Citation: 2012 TCC 288
Date: 20120731
Docket: 2011-2745(IT)I
BETWEEN:
ANDREW TACILAUSKAS,
Appellant,
and
HER MAJESTY THE QUEEN,
Respondent.
REASONS FOR JUDGMENT
Woods J.
[1]
When Andrew Tacilauskas failed to report dividend income
in two successive years, he was assessed federal and provincial penalties, each
in the amount of $13,050. The question is whether the federal penalty should be
vacated on grounds of due diligence.
[2]
The appeal was heard under the
informal procedure and the appellant agreed to limit the relief on the penalty
to $12,000.
[3]
Mr. Tacilauskas is an electrical
contractor who has been in business with partners in Whistler, British Columbia since 2003. The businesses were operated by two corporations, West Systems
Inc. and Alpine Electric Ltd.
[4]
In his 2008 income tax return, Mr.
Tacilauskas reported total income of $269,338, which included taxable dividends
in the amount of $169,420 from Alpine Electric Ltd. The return failed to
include taxable dividends from West Systems Inc. in the amount of $31,250.
[5]
In his 2009 income tax return, Mr.
Tacilauskas reported total income of $184,537 which was comprised entirely of
employment income. The return failed to include taxable dividends in the amount
of $130,500 from Alpine Electric Ltd.
Analysis
[6]
Subsection 163(1) of the Income
Tax Act imposes a penalty if a taxpayer has failed to accurately
report income in any two tax returns within a four year period. The penalty is
10 percent of the amount of the second omission. The penalty in this case is
$13,050.
[7]
Subsection 163(1) provides:
163. (1)
Repeated failures. Every person who
(a) fails to report an
amount required to be included in computing the person’s income in a return
filed under section 150 for a taxation year, and
(b) had failed to report
an amount required to be so included in any return filed under section 150 for
any of the three preceding taxation years
is
liable to a penalty equal to 10% of the amount described in paragraph (a), except where the person
is liable to a penalty under subsection (2) in respect of that amount.
[8]
Although s. 163(1) does not specifically
provide for a defence based on due diligence, the defence has been recognized
by this Court. In general, if a taxpayer has taken all reasonable measures to
accurately report his income, the penalty should not be imposed. This usually
requires the taxpayer to take positive steps to avoid the reporting failure.
[9]
The question in this case is
whether Mr. Tacilauskas took all reasonable measures to prevent these
omissions. I have concluded that he did not.
[10]
The root of the problem
was that Mr. Tacilauskas’s personal tax
returns were prepared by a different accountant than the accountant who acted
for West Systems Inc. and Alpine Electric Ltd.
[11]
In reference to the 2008 personal tax return, Mr. Tacilauskas assumed
that the accountant had included all the dividends that were received. It turns
out that this was incorrect and that a dividend from West Systems Inc. was
missed. The dividend was $25,000 and the amount of the omission was the
grossed-up taxable dividend in the amount of $31,250.

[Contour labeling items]

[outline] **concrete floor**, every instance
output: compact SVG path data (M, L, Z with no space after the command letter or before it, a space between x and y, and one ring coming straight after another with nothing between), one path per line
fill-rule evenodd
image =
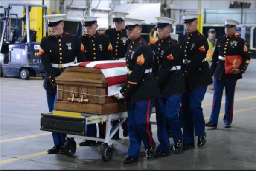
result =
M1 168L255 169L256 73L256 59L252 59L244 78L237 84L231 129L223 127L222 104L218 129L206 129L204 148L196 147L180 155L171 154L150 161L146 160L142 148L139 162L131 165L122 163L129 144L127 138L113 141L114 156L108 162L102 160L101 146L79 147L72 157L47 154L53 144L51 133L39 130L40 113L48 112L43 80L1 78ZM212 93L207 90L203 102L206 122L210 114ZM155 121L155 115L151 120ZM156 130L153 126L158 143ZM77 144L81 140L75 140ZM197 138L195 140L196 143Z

- Requirement -
According to the court reasons, what was the amount of taxable dividends from Alpine Electric Ltd. that Mr. Tacilauskas's 2009 income tax return failed to include?

- Result -
$130,500